| Task details |
Report each line from the records where the string "window" turns up.

══ Available records ══

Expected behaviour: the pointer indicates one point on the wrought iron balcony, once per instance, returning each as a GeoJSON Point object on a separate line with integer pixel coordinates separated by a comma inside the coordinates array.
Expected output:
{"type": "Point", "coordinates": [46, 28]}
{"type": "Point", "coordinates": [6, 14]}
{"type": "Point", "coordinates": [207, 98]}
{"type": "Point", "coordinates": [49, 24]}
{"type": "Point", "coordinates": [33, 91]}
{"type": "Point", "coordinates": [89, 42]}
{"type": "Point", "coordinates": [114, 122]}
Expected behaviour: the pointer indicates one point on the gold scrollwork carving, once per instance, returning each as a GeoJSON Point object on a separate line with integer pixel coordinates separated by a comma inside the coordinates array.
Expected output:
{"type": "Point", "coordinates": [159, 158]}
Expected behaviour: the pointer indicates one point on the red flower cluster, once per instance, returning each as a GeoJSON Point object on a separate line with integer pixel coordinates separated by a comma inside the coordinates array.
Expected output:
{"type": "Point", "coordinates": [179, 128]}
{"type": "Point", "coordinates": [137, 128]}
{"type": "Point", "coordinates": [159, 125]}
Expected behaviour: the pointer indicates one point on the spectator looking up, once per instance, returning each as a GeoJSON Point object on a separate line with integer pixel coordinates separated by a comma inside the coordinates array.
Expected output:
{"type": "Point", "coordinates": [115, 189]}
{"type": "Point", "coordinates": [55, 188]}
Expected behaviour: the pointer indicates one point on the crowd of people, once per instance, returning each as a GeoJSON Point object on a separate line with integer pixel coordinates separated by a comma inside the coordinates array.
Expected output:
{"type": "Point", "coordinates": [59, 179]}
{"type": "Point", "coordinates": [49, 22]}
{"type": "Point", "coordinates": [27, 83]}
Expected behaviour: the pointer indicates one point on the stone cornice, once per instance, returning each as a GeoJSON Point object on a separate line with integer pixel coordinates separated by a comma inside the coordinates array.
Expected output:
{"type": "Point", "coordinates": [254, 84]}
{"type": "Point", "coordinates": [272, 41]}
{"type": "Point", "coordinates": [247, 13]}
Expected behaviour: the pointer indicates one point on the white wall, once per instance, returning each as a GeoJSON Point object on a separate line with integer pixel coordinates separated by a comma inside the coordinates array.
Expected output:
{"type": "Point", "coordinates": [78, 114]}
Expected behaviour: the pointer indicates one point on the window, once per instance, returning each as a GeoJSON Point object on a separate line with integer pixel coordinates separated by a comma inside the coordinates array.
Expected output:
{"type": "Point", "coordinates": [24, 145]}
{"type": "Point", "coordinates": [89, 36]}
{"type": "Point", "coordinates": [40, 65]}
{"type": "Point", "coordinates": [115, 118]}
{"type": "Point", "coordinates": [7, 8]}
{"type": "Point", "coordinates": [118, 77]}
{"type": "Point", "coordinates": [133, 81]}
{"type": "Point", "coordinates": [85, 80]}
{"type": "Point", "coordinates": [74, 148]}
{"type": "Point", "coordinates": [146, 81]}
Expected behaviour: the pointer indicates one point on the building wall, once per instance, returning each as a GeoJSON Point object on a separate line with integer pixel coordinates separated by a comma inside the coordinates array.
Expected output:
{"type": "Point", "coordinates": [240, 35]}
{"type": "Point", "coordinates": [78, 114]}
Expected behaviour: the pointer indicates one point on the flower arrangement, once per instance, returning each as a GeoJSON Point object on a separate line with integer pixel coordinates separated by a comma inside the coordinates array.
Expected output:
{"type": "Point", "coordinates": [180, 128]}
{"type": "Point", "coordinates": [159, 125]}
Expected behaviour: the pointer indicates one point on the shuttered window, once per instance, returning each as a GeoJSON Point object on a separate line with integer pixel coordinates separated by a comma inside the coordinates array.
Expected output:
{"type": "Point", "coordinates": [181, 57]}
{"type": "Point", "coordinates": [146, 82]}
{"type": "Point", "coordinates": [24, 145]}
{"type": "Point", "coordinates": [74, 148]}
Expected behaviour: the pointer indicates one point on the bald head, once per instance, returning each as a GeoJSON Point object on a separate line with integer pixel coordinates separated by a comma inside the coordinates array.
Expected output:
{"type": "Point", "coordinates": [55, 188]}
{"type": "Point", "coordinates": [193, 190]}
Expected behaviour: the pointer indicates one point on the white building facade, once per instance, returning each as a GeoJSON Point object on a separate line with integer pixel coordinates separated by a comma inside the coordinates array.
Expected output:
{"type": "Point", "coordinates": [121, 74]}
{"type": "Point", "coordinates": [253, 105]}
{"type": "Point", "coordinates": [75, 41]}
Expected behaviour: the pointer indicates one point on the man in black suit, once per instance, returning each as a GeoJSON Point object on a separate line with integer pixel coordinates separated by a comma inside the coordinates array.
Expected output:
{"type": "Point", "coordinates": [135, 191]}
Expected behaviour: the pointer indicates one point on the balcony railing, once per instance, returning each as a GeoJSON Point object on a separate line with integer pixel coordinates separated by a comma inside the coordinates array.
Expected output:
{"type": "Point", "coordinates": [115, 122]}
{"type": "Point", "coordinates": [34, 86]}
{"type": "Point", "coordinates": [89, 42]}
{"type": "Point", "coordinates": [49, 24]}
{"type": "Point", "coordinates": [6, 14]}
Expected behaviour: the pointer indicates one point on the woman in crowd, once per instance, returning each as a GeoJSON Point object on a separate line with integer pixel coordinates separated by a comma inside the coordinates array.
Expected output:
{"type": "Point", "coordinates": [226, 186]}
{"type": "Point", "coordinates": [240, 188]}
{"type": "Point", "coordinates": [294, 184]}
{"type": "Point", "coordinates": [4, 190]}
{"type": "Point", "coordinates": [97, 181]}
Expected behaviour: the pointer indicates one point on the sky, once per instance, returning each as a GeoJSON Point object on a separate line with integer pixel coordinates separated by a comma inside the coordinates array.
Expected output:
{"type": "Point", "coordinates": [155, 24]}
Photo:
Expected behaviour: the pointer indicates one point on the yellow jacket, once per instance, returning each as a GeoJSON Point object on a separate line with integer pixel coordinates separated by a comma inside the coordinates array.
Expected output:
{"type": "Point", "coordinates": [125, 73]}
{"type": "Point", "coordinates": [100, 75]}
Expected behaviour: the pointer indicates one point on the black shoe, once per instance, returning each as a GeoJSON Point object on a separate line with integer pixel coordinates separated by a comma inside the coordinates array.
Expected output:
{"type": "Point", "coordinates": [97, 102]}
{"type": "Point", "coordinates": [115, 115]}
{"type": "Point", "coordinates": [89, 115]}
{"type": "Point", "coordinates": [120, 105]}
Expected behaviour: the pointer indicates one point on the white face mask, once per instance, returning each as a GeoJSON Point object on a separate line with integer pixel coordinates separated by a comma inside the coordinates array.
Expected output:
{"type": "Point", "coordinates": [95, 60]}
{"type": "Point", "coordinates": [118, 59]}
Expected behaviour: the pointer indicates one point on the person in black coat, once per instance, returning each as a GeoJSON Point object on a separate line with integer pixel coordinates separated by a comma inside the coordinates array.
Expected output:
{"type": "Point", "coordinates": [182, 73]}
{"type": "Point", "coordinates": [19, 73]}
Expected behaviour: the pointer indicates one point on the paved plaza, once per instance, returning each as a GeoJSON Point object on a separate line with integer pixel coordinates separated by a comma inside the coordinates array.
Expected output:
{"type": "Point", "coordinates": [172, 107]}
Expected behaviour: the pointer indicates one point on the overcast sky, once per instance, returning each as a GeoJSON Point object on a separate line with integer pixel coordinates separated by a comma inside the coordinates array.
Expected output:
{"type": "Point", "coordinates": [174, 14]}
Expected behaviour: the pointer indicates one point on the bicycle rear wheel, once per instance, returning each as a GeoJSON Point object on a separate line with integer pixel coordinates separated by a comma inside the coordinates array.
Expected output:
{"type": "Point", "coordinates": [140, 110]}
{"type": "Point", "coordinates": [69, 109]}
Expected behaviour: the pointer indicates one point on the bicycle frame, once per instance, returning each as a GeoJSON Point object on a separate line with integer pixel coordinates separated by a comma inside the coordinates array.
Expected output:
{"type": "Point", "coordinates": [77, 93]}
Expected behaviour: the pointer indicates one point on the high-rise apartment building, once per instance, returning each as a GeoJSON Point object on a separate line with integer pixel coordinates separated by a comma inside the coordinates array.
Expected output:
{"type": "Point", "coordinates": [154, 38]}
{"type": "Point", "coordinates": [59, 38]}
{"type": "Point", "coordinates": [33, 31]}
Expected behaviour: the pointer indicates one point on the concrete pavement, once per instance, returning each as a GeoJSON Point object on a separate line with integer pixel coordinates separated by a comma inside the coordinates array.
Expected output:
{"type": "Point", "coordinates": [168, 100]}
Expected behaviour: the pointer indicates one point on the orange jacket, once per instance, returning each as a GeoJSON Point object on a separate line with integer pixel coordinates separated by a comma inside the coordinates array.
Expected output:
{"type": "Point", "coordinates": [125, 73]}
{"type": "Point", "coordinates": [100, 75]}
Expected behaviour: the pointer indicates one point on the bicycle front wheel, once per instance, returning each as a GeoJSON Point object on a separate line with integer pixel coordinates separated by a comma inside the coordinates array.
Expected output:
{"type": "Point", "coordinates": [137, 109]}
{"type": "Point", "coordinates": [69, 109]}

═══

| Response for this exercise |
Expected behaviour: the pointer indicates one point on the window, once per instance, returning each as a GeoJSON Point object on a separate line with integer pixel coordinates separated by a comma inside the coordinates array.
Expected behaviour: the pointer indicates one point on the shuttered window, once per instance, returning each as a GeoJSON Point object on a separate line with integer pixel coordinates separated by a comma inside the coordinates array.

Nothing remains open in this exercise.